> _ACTIVITY_
Quote each line exactly, from the line that contains "hey so in the pic above can you find the unopened" down to the last line of the listing, and no other lines.

Segment Start: MATERIAL PROVIDED

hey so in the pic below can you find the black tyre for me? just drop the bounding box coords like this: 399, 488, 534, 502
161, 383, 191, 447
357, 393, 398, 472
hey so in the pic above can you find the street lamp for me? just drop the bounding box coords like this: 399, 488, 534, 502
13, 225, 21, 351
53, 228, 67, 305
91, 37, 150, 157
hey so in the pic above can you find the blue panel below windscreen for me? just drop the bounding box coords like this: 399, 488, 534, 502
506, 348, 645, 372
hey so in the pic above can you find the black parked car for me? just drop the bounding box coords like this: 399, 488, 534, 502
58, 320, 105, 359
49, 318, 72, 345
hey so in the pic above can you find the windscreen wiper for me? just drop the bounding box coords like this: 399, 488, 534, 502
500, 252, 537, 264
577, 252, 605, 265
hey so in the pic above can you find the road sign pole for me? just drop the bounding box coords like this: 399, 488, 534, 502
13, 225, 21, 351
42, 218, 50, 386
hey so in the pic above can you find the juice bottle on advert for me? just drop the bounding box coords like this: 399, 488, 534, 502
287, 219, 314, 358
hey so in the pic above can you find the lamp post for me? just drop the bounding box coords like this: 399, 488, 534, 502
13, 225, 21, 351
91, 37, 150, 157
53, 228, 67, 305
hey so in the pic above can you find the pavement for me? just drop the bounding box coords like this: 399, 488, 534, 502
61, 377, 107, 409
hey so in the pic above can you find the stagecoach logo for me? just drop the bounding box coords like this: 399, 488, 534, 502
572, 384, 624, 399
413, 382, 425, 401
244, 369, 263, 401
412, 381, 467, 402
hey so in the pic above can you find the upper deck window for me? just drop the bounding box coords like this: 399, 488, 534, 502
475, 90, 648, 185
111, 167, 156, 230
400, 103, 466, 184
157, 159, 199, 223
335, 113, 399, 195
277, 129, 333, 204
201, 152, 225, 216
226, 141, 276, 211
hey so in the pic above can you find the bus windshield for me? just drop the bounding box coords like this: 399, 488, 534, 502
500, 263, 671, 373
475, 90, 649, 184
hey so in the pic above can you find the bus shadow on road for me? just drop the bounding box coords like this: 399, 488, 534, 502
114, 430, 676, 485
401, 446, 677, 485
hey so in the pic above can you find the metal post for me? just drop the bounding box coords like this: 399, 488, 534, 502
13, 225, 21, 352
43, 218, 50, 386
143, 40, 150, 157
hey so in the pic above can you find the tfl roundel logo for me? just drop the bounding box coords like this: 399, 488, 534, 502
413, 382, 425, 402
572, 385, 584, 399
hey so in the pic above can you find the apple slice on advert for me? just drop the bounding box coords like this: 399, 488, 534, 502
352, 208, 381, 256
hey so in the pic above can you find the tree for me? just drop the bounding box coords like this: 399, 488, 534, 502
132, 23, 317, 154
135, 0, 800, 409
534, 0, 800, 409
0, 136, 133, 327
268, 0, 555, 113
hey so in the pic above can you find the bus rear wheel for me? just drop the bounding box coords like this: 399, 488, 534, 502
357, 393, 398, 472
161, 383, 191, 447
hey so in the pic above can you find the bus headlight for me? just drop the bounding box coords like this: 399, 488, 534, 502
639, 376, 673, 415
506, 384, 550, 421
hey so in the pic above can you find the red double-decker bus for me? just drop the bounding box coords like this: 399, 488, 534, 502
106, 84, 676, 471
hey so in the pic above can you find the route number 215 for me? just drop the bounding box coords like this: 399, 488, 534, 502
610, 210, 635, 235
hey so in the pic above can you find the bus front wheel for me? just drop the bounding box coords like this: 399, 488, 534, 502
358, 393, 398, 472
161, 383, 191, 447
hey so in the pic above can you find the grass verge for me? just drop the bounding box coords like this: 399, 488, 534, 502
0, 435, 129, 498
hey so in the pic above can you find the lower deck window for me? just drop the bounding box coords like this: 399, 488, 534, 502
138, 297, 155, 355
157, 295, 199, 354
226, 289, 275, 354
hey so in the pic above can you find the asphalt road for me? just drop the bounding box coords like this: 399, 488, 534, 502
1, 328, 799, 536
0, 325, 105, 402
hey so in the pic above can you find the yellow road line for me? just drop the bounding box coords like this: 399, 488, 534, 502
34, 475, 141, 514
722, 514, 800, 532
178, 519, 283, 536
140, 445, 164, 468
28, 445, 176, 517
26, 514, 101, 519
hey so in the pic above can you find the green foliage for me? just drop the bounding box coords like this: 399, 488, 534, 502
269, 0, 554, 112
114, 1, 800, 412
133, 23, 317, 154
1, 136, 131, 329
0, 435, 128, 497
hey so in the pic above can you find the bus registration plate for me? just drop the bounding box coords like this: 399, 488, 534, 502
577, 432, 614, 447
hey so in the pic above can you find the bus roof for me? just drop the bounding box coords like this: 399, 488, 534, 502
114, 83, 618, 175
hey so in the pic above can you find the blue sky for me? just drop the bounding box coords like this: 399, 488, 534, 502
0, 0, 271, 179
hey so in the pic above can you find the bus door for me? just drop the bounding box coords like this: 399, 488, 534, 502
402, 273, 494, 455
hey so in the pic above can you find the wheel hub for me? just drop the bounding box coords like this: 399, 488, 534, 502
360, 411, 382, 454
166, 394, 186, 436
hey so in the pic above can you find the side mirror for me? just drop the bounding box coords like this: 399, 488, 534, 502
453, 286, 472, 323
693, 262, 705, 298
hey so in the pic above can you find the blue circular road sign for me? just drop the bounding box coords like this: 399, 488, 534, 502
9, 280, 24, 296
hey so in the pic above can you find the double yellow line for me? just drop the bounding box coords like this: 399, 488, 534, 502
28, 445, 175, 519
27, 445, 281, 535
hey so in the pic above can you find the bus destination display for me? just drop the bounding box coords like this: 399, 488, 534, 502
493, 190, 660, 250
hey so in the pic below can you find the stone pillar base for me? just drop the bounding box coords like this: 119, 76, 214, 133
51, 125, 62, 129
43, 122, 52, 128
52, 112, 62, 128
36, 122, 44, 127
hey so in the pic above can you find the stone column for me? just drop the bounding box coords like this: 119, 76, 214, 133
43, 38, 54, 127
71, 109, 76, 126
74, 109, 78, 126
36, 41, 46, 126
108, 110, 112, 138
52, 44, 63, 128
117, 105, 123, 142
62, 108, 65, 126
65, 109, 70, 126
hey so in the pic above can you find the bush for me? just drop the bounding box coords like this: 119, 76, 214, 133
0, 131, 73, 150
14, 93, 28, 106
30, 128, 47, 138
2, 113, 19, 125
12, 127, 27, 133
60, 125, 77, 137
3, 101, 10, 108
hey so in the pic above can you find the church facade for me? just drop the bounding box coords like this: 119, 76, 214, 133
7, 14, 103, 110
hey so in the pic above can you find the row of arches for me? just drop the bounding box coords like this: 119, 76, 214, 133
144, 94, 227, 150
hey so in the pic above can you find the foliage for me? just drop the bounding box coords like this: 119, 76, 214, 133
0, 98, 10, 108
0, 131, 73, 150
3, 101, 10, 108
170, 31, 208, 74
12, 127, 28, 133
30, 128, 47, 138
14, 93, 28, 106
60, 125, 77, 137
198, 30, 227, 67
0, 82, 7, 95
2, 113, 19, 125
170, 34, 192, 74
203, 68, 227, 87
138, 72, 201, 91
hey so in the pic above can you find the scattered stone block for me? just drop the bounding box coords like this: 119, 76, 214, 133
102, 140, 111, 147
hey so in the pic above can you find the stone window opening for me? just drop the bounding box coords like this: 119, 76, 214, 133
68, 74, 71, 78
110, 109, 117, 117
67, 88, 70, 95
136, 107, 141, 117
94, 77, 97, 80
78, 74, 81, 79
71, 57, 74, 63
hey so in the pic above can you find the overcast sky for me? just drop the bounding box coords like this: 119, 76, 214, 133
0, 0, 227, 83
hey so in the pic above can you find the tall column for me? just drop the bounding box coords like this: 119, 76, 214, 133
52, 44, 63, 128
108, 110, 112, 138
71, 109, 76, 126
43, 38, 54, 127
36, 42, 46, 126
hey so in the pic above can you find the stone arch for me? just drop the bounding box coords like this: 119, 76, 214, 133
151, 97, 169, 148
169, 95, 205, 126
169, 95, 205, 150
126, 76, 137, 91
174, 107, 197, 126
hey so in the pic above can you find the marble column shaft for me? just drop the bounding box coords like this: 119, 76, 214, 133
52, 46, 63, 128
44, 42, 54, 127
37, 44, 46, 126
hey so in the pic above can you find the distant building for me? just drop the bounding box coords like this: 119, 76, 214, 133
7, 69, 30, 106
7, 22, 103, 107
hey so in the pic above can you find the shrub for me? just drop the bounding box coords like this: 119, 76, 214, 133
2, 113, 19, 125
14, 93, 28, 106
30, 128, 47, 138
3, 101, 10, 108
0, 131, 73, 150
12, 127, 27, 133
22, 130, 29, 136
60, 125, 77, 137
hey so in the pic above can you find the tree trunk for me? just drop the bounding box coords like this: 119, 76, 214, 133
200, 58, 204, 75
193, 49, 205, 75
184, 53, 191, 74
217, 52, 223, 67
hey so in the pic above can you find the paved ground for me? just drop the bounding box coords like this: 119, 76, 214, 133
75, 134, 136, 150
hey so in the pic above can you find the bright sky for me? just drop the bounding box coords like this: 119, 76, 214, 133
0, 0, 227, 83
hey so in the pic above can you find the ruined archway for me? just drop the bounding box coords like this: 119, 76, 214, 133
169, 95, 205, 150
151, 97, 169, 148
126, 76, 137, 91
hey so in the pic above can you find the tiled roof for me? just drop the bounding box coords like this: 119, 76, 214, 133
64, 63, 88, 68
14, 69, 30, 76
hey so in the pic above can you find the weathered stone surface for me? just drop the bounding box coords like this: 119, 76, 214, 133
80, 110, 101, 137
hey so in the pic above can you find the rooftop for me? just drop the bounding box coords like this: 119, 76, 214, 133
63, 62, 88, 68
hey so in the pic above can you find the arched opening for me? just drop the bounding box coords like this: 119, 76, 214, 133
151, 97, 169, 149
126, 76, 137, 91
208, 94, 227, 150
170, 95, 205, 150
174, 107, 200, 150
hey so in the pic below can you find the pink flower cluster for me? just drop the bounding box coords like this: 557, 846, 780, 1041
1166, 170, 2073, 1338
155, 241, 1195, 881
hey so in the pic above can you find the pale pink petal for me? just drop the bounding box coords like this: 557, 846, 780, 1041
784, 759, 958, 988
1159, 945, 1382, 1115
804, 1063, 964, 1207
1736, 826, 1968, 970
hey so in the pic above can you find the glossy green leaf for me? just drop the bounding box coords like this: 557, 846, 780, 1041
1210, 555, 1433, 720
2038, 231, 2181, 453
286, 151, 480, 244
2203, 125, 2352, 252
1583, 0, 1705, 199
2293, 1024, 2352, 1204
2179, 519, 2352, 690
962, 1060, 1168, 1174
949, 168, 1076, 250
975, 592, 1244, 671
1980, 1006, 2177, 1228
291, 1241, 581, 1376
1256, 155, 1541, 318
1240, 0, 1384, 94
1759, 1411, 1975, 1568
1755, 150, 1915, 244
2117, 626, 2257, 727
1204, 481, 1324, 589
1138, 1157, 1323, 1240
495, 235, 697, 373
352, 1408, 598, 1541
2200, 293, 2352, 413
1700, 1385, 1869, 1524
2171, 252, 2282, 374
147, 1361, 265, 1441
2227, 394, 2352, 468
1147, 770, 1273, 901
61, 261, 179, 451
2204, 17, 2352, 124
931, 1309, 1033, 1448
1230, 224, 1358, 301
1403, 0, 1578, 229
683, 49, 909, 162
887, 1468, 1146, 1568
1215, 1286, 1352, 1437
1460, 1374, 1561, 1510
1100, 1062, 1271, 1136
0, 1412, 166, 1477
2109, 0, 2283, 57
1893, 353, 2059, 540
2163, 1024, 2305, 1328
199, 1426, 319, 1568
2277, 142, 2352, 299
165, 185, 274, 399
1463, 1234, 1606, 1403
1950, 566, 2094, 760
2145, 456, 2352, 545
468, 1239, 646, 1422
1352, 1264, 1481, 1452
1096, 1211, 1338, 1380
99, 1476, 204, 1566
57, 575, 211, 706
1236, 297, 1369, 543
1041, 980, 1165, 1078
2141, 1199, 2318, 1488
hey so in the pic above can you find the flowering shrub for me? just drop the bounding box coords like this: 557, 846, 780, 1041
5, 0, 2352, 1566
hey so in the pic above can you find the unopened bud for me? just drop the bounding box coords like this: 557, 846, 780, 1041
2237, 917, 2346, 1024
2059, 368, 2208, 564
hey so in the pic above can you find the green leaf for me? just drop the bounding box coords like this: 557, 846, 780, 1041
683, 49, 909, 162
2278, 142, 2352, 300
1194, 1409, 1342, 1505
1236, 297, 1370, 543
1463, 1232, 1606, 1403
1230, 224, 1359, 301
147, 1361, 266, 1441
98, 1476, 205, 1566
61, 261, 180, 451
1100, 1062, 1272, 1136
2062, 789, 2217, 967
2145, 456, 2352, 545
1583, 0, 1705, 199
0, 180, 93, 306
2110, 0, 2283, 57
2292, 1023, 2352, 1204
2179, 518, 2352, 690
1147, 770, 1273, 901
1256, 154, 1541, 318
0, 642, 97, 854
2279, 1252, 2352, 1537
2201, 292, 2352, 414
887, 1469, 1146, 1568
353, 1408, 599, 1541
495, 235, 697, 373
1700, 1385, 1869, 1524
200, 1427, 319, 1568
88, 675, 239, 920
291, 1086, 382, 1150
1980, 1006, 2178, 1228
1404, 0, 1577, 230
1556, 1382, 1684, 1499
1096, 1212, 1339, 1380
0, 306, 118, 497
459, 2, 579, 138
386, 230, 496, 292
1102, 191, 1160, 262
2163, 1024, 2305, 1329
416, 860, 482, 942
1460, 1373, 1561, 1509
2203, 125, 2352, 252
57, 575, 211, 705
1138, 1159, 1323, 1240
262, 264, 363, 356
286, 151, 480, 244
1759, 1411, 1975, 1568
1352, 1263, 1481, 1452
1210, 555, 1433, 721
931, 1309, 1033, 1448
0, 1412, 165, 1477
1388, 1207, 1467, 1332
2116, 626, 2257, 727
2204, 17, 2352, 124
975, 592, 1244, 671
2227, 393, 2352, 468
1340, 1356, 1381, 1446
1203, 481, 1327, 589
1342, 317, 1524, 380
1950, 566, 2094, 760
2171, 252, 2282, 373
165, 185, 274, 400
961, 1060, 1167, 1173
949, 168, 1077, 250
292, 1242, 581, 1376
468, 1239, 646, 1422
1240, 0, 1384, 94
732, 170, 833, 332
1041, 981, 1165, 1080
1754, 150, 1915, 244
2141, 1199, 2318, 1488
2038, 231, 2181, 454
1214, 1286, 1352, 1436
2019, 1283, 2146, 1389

Segment End: MATERIAL PROVIDED

> _WRITTEN ANSWER_
hey so in the pic above can you find the unopened bud for me? just drop the bounding box coords like this: 557, 846, 780, 1041
2237, 917, 2346, 1024
2059, 368, 2208, 564
hey so in the pic above can you find the green leaf for me? just drop the bounding box coords like this: 557, 846, 780, 1041
683, 49, 909, 162
2278, 142, 2352, 300
1194, 1409, 1342, 1505
1236, 297, 1370, 543
1463, 1232, 1606, 1403
1230, 224, 1359, 301
147, 1361, 266, 1441
98, 1476, 205, 1566
61, 261, 180, 451
1100, 1062, 1272, 1136
2062, 789, 2217, 967
2145, 456, 2352, 545
1583, 0, 1705, 199
0, 180, 93, 306
2110, 0, 2283, 57
2292, 1023, 2352, 1204
2179, 518, 2352, 690
1147, 770, 1273, 901
1256, 154, 1541, 318
0, 642, 97, 854
2279, 1252, 2352, 1537
2201, 292, 2352, 414
887, 1469, 1146, 1568
353, 1408, 599, 1541
495, 235, 697, 373
1700, 1385, 1869, 1524
200, 1427, 319, 1568
88, 675, 239, 920
291, 1086, 382, 1150
1980, 1006, 2178, 1228
1404, 0, 1577, 230
1556, 1382, 1684, 1499
1096, 1212, 1339, 1380
0, 306, 118, 497
459, 2, 579, 138
386, 230, 496, 292
1102, 191, 1160, 262
2163, 1024, 2305, 1329
416, 860, 482, 942
1460, 1373, 1561, 1509
2203, 125, 2352, 252
57, 575, 211, 705
1138, 1159, 1323, 1240
262, 264, 363, 356
286, 151, 480, 244
1759, 1411, 1975, 1568
1352, 1263, 1481, 1452
1210, 555, 1433, 721
931, 1309, 1033, 1448
0, 1412, 165, 1477
1388, 1207, 1467, 1332
2116, 626, 2257, 727
2204, 17, 2352, 124
975, 592, 1244, 671
2227, 393, 2352, 468
1340, 1356, 1381, 1446
1203, 481, 1327, 589
1342, 317, 1524, 380
1950, 566, 2094, 760
2171, 252, 2282, 373
165, 185, 274, 400
961, 1060, 1167, 1173
949, 168, 1077, 250
292, 1242, 581, 1376
468, 1239, 646, 1422
1240, 0, 1384, 94
732, 170, 833, 332
1041, 981, 1165, 1080
1754, 150, 1915, 244
2141, 1199, 2318, 1488
2038, 231, 2181, 454
1214, 1286, 1352, 1436
2019, 1283, 2146, 1389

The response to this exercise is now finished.